Your copy should hold the lines below from the first through the one that contains "the monkey's eye", each retyped exactly, and no pictures.

[Opening The data section]

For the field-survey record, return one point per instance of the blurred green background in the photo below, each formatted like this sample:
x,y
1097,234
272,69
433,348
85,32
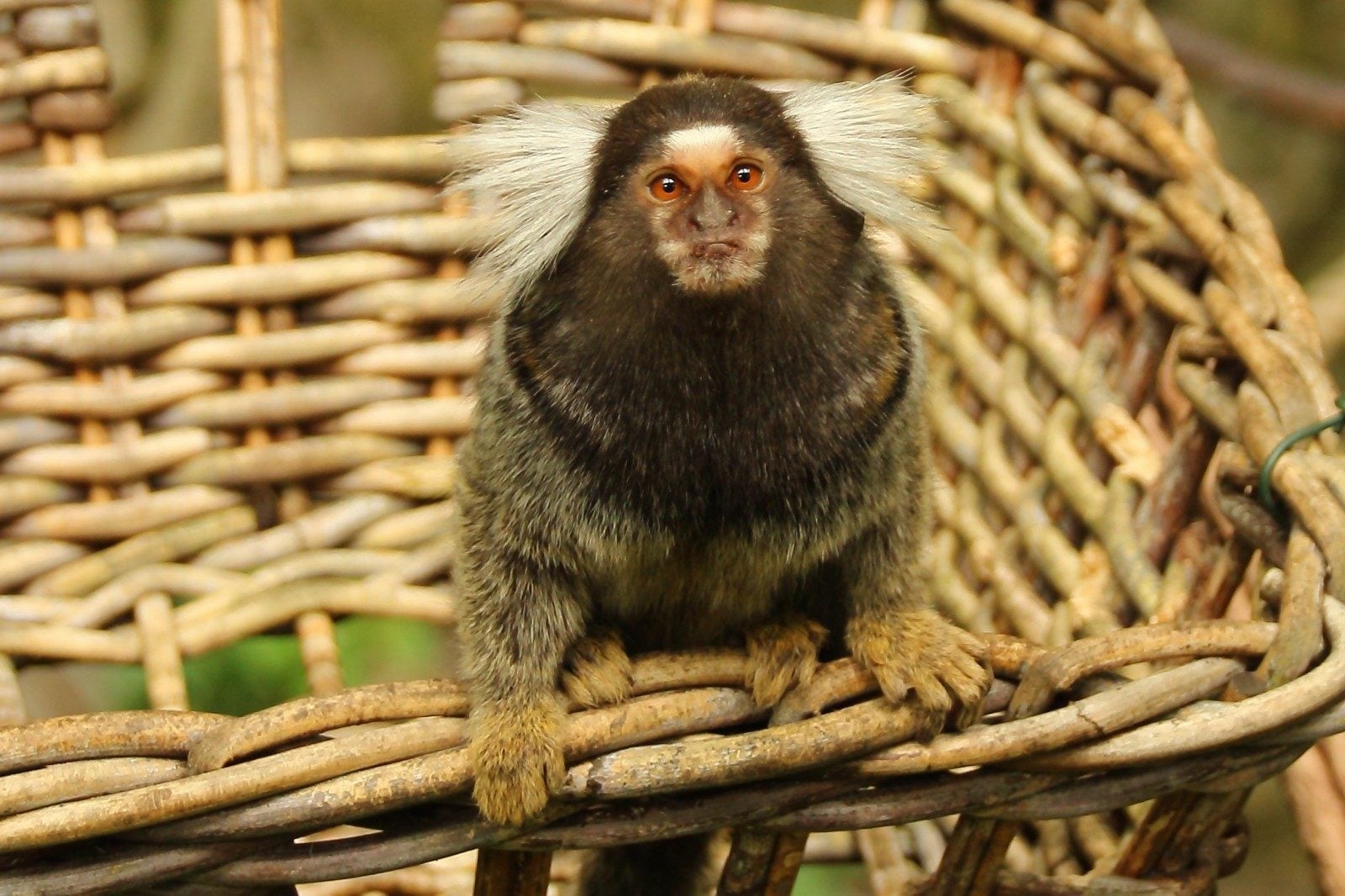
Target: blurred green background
x,y
367,67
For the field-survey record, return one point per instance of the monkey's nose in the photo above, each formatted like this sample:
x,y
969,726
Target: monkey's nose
x,y
712,215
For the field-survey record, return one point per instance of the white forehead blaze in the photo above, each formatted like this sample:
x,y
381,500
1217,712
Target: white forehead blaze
x,y
703,140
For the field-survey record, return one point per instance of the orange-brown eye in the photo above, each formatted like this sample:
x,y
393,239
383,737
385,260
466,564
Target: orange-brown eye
x,y
665,187
746,177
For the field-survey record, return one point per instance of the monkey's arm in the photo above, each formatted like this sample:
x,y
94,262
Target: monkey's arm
x,y
910,647
522,611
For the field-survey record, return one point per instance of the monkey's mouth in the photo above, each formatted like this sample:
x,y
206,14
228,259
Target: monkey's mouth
x,y
716,249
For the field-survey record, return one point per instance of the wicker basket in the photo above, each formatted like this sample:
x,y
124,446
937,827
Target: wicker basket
x,y
232,378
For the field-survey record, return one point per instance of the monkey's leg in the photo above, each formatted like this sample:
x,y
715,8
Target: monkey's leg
x,y
521,618
598,670
911,649
782,654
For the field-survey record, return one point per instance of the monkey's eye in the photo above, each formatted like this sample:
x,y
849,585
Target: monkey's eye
x,y
746,177
666,187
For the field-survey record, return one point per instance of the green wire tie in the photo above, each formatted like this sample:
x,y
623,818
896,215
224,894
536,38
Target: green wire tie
x,y
1263,490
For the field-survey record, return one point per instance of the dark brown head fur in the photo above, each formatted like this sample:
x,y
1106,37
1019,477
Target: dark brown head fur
x,y
708,414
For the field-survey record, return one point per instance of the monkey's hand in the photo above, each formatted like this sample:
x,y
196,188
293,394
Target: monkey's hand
x,y
517,754
782,654
598,672
921,656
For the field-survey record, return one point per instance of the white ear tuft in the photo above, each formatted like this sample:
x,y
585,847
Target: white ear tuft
x,y
530,172
865,143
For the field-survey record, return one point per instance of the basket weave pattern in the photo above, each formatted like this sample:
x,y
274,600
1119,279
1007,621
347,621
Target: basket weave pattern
x,y
232,380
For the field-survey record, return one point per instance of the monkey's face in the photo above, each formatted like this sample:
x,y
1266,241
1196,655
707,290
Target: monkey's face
x,y
706,194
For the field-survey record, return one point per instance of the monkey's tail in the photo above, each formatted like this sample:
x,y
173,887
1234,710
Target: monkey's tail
x,y
676,867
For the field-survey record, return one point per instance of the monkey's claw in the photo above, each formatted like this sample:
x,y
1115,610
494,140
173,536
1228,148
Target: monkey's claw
x,y
923,656
517,756
598,670
782,656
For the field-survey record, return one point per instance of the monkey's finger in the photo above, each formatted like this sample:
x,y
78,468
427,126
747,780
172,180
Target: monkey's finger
x,y
598,670
894,685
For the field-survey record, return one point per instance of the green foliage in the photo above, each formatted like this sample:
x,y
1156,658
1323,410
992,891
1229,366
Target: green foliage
x,y
266,670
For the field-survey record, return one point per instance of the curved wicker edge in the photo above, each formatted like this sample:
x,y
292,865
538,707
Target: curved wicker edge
x,y
1091,754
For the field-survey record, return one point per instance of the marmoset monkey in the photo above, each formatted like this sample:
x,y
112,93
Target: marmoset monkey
x,y
699,419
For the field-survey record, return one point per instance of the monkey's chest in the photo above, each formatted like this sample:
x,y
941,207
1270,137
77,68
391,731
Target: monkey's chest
x,y
694,596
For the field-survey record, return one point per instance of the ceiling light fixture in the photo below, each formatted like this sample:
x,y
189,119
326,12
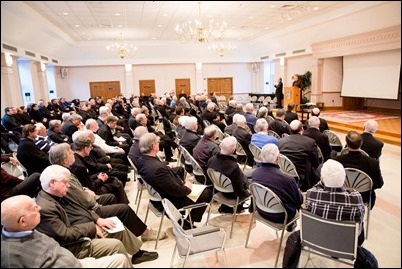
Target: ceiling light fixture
x,y
121,48
198,31
221,48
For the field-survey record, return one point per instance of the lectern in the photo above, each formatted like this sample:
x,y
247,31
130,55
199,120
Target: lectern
x,y
291,95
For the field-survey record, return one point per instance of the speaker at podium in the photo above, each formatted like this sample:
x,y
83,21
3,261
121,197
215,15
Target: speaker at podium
x,y
291,95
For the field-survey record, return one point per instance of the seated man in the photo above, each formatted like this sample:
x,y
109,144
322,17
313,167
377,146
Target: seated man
x,y
11,185
329,200
104,205
166,182
24,247
355,159
67,221
284,186
225,163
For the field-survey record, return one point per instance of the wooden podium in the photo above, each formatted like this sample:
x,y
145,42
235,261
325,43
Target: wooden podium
x,y
291,95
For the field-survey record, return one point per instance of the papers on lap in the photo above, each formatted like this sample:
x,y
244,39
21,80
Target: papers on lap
x,y
196,190
119,225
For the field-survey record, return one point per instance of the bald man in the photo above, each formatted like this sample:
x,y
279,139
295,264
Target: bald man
x,y
22,246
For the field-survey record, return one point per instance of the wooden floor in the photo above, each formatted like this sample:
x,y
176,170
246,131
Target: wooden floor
x,y
389,130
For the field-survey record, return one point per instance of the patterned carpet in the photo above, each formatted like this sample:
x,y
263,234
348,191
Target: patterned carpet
x,y
352,116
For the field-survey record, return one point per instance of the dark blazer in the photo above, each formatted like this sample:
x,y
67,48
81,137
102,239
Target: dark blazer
x,y
370,166
321,140
32,158
372,145
302,151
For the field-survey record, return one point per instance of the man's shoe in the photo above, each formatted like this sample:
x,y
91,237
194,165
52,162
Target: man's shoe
x,y
153,235
145,257
291,227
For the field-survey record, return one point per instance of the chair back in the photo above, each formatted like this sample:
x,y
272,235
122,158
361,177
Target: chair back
x,y
256,151
333,238
274,134
288,167
153,194
267,200
221,182
358,180
334,140
345,151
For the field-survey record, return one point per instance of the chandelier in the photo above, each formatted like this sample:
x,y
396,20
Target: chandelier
x,y
121,48
198,31
221,48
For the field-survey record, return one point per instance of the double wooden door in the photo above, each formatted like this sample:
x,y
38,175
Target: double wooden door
x,y
183,84
147,87
106,89
221,86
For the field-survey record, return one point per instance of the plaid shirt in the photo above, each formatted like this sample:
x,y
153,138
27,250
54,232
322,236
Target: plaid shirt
x,y
335,203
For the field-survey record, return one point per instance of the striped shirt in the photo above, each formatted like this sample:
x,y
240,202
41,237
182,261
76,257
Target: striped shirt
x,y
336,204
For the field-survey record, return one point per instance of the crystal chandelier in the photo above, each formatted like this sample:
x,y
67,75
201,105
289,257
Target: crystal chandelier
x,y
221,48
122,49
198,31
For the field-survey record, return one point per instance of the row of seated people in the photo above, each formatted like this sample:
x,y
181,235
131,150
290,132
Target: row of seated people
x,y
170,184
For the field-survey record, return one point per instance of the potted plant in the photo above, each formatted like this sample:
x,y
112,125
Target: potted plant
x,y
306,80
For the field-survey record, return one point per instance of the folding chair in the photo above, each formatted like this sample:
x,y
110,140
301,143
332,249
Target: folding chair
x,y
194,241
361,182
331,239
268,201
222,184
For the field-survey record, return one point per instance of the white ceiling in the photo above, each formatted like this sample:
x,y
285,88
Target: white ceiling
x,y
156,20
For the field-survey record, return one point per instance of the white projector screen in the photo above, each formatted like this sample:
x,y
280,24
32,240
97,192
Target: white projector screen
x,y
372,75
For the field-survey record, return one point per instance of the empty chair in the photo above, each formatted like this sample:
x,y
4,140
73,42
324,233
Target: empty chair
x,y
274,134
288,167
329,238
222,184
268,201
194,241
361,182
334,140
154,196
241,152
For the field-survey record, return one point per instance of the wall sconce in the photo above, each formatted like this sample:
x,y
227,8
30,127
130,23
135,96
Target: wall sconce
x,y
9,59
198,66
42,67
128,67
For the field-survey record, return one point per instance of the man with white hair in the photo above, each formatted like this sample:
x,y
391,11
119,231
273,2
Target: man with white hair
x,y
330,200
225,162
283,185
371,145
302,151
313,131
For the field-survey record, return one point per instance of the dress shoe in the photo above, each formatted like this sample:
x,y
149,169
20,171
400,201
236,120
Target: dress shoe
x,y
153,235
145,256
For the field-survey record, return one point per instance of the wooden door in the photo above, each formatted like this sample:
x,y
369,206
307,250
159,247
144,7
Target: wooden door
x,y
183,84
106,89
221,86
147,87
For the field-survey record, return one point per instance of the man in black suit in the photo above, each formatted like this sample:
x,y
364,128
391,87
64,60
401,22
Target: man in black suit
x,y
356,159
166,182
302,151
321,139
371,145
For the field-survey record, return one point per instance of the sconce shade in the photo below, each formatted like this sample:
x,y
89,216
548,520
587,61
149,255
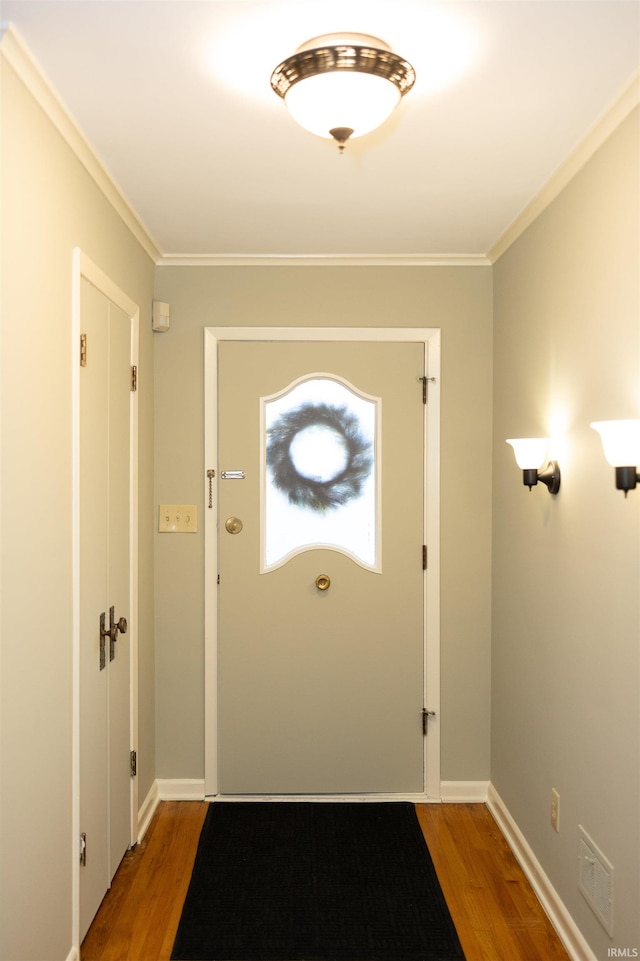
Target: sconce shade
x,y
530,452
620,441
342,85
531,455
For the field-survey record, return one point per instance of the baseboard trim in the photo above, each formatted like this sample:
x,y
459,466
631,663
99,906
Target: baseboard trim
x,y
464,792
176,789
147,810
565,926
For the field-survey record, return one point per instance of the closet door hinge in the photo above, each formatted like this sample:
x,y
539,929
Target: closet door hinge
x,y
425,386
425,720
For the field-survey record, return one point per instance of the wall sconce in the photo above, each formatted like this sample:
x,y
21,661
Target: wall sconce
x,y
621,445
531,455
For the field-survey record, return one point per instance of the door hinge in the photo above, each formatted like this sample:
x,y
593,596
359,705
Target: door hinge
x,y
425,382
425,720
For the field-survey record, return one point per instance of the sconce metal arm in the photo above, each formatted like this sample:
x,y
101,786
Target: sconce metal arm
x,y
626,479
550,476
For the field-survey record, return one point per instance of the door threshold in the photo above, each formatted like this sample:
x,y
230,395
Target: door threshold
x,y
413,798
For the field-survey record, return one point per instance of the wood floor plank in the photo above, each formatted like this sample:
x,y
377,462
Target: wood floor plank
x,y
494,909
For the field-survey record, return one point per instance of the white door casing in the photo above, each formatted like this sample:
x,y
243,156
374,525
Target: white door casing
x,y
429,341
105,446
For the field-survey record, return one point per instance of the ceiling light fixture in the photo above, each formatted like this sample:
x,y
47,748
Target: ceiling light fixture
x,y
342,85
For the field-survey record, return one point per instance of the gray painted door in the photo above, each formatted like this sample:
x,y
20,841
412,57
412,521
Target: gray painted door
x,y
320,691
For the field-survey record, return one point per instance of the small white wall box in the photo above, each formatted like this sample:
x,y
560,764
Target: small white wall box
x,y
161,315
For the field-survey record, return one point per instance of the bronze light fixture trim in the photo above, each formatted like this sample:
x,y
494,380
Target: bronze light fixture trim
x,y
344,56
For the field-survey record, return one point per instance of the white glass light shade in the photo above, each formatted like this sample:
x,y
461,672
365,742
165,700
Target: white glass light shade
x,y
530,452
620,441
359,101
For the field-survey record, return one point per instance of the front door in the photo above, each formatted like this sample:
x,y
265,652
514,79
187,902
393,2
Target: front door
x,y
320,562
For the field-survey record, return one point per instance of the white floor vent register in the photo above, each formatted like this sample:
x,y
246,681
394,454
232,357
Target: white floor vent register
x,y
595,880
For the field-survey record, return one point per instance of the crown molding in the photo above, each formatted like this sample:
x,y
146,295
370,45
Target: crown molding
x,y
15,52
594,139
323,260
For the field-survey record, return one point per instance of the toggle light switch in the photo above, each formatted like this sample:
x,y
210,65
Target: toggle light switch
x,y
177,518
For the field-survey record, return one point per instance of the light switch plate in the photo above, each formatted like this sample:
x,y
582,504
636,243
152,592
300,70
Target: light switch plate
x,y
177,518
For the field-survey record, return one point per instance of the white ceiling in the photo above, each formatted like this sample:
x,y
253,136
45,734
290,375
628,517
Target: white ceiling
x,y
174,98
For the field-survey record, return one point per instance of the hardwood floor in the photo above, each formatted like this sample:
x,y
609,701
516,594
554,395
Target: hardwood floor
x,y
497,916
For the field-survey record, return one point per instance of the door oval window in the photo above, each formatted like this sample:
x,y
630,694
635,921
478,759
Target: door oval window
x,y
320,464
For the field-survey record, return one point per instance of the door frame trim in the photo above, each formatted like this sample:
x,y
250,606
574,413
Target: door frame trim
x,y
430,337
84,267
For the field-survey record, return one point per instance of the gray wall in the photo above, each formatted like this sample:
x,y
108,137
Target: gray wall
x,y
49,205
458,300
566,574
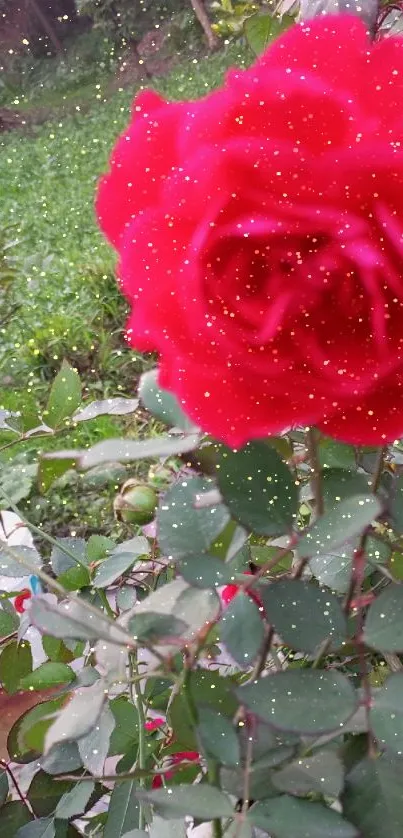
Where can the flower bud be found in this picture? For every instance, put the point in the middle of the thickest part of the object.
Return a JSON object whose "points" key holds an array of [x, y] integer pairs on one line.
{"points": [[136, 503]]}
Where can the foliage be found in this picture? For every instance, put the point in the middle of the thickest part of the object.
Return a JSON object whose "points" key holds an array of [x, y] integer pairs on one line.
{"points": [[269, 698], [239, 658]]}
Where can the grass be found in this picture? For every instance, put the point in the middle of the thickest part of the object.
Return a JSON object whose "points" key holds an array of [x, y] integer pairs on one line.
{"points": [[68, 305]]}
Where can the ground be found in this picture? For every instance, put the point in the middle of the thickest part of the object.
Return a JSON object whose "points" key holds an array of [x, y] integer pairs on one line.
{"points": [[59, 296]]}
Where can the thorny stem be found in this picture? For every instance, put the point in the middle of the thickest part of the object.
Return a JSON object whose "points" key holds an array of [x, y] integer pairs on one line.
{"points": [[212, 765], [42, 534], [137, 698], [264, 652], [24, 800], [355, 589], [268, 566], [52, 584], [316, 480], [247, 769]]}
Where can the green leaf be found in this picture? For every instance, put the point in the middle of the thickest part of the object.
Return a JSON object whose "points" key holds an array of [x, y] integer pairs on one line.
{"points": [[123, 811], [56, 650], [396, 504], [72, 620], [206, 687], [288, 817], [205, 571], [16, 561], [51, 470], [383, 628], [166, 829], [13, 816], [199, 801], [77, 717], [301, 700], [126, 732], [26, 737], [106, 407], [120, 562], [194, 607], [373, 797], [9, 622], [333, 570], [241, 629], [16, 481], [126, 597], [346, 521], [47, 675], [303, 614], [61, 561], [94, 746], [44, 793], [334, 454], [260, 29], [161, 403], [3, 787], [218, 736], [64, 396], [75, 578], [152, 626], [339, 484], [184, 530], [112, 569], [386, 714], [127, 450], [41, 828], [63, 758], [15, 663], [258, 488], [321, 773], [98, 546], [75, 801]]}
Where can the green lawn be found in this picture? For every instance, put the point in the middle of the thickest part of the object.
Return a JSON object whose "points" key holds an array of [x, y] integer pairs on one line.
{"points": [[69, 303], [63, 283]]}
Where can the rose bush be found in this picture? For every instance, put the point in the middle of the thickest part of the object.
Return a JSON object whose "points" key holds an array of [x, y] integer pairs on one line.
{"points": [[259, 233]]}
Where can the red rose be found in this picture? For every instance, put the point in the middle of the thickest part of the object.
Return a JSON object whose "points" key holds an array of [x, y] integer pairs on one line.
{"points": [[154, 724], [20, 600], [230, 591], [260, 236], [175, 759]]}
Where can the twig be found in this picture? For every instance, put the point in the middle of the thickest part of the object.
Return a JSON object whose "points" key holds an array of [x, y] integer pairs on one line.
{"points": [[14, 780], [44, 535], [137, 698], [261, 660], [316, 479]]}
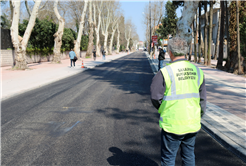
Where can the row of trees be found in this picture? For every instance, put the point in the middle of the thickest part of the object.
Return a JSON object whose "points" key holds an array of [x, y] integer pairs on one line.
{"points": [[228, 15], [99, 21]]}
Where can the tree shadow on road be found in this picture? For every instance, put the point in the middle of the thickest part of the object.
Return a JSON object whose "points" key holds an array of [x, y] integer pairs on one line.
{"points": [[129, 158]]}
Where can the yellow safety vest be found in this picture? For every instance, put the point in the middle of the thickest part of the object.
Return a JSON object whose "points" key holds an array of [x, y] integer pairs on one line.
{"points": [[180, 111]]}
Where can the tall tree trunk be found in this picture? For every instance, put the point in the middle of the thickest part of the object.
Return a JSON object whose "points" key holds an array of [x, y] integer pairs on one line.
{"points": [[195, 39], [128, 39], [228, 61], [11, 10], [91, 37], [238, 40], [217, 38], [81, 27], [20, 46], [200, 35], [97, 29], [58, 36], [211, 3], [111, 41], [105, 42], [221, 50], [118, 40], [191, 43], [205, 34]]}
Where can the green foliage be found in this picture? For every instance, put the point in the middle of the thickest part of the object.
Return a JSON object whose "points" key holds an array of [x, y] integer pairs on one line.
{"points": [[42, 40], [169, 22]]}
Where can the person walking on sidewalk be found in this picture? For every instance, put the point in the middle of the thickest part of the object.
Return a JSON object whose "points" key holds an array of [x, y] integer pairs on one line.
{"points": [[161, 58], [178, 91], [94, 54], [73, 57], [103, 53]]}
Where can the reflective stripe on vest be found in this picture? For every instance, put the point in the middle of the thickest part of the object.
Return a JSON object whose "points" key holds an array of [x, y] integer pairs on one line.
{"points": [[174, 96]]}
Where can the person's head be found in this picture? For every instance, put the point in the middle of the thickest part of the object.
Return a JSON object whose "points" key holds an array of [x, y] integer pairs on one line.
{"points": [[177, 47]]}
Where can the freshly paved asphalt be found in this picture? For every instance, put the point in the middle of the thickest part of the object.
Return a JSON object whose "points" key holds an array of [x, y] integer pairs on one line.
{"points": [[102, 116]]}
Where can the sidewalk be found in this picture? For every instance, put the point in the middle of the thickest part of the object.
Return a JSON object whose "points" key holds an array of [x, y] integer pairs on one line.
{"points": [[224, 120], [40, 74]]}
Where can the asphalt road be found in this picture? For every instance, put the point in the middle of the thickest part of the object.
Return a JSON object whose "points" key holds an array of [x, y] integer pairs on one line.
{"points": [[102, 116]]}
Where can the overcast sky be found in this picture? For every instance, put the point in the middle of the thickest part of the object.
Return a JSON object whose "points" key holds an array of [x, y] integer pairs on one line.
{"points": [[133, 9]]}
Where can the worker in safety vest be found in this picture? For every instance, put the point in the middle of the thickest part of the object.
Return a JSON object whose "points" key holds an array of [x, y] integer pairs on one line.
{"points": [[178, 92]]}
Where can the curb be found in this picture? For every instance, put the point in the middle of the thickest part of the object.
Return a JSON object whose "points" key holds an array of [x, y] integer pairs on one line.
{"points": [[56, 79]]}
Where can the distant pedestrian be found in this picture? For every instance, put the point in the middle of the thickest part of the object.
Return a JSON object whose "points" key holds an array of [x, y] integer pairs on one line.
{"points": [[94, 54], [161, 58], [73, 57], [178, 91], [103, 53]]}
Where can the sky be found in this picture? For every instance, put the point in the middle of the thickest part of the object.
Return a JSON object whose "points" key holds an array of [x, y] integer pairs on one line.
{"points": [[133, 9]]}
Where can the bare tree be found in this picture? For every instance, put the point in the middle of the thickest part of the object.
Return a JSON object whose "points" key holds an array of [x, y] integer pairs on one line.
{"points": [[220, 59], [19, 43], [58, 35], [156, 16], [210, 31], [97, 7], [238, 41], [115, 19], [91, 37], [118, 40], [205, 34], [191, 43], [81, 27], [127, 35], [106, 21], [200, 35], [217, 38], [28, 9], [228, 62], [195, 38]]}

[Closing The data section]

◆ **Task output**
For the field-survey record, return one point per instance of the blurred green background in the photo below, each formatted like this sample:
x,y
1097,234
272,69
433,348
85,32
Target: blurred green background
x,y
367,67
For the field-survey record, return one point per instance of the monkey's nose in the photo above, each formatted like this sample:
x,y
969,726
Target: monkey's nose
x,y
712,215
For the field-survey record, return one point per instance of the white forehead blaze in the photo above, each formatted like this sample:
x,y
381,500
1217,712
Target: white forehead blaze
x,y
703,140
For the field-survey record, return one point per instance of the orange-brown eye in the photo above, each formatted like this sample:
x,y
393,239
383,737
385,260
466,564
Target: orange-brown eye
x,y
665,187
746,177
For the field-survey record, return one point per instance of the monkey's arm in the photo above, each formatted like this sample:
x,y
94,262
Target: monkey's arm
x,y
910,647
522,611
For the field-survey record, return one point per instance of the monkey's mouth in the photo above, each formatted like this sample:
x,y
206,14
228,259
Target: monkey's mouth
x,y
716,249
For the field-survey record, return one point per instance of the wicker basket in the photo above, each formatted like this sample:
x,y
124,446
937,827
Target: wicker basket
x,y
232,378
For the field-survey record, return one point per instance of the monkey's leg in the photo above, each formatted like this sample:
x,y
715,8
Target: monkey's leg
x,y
521,618
598,670
911,649
782,654
For the field-survey record, return one point per instance of the monkey's eye in the photo above, each formatted like this sample:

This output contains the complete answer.